— Source records —

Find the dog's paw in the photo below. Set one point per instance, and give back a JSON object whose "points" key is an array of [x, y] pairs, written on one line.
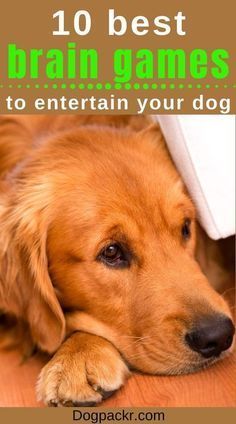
{"points": [[82, 377]]}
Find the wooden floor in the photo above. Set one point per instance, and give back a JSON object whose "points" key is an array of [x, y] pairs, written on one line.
{"points": [[215, 386]]}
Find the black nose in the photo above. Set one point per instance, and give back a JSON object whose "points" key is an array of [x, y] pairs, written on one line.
{"points": [[211, 336]]}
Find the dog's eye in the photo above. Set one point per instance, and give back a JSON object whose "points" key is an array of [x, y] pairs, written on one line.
{"points": [[114, 255], [186, 230]]}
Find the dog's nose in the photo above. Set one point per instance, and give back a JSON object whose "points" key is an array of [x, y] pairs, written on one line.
{"points": [[211, 336]]}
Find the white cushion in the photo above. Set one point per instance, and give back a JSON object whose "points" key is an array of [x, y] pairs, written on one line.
{"points": [[203, 149]]}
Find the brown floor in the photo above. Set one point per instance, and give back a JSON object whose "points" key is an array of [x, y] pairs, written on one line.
{"points": [[215, 386]]}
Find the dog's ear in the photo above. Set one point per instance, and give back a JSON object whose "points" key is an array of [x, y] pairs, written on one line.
{"points": [[24, 239]]}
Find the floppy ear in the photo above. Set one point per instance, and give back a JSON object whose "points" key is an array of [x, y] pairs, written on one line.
{"points": [[25, 225]]}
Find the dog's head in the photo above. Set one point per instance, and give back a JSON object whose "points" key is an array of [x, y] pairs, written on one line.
{"points": [[105, 233]]}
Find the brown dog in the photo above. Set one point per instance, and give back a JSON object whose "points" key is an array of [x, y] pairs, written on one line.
{"points": [[97, 255]]}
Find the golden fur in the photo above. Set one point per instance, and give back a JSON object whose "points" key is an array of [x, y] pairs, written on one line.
{"points": [[69, 185]]}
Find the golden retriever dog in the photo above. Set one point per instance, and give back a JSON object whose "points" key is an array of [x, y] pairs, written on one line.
{"points": [[97, 255]]}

— Written request —
Lay out every line from the one containing "Find the floppy" through the last line above, both ends included, as a JSON list of strings with one string per line. Leave out blank lines.

— The answer —
[
  "Find the floppy ear in the photo above. Set one point per instance, and give back a JSON object whose \"points\" key is an array of [x, y] pairs, written on one line.",
  "{\"points\": [[25, 225]]}",
  "Find the dog's head in the photo above. Set one point per instance, and give back a JSON object whose \"points\" key is an array of [x, y] pairs, written on one line.",
  "{\"points\": [[105, 233]]}",
  "Find the brown dog in the photo above. Set one point per instance, and give back a JSON object whose \"points\" key is an array of [x, y] pairs, written on one line.",
  "{\"points\": [[97, 255]]}",
  "Find the golden fur in the photo above. Set one point per instance, and give back a JSON object whose \"points\" key is an array of [x, y] pairs, written on one line.",
  "{\"points\": [[69, 185]]}",
  "Find the golden retriever dog in the photo above. Set one point per instance, and give back a JSON object whose \"points\" key is an array of [x, y] pairs, written on one line.",
  "{\"points\": [[97, 255]]}"
]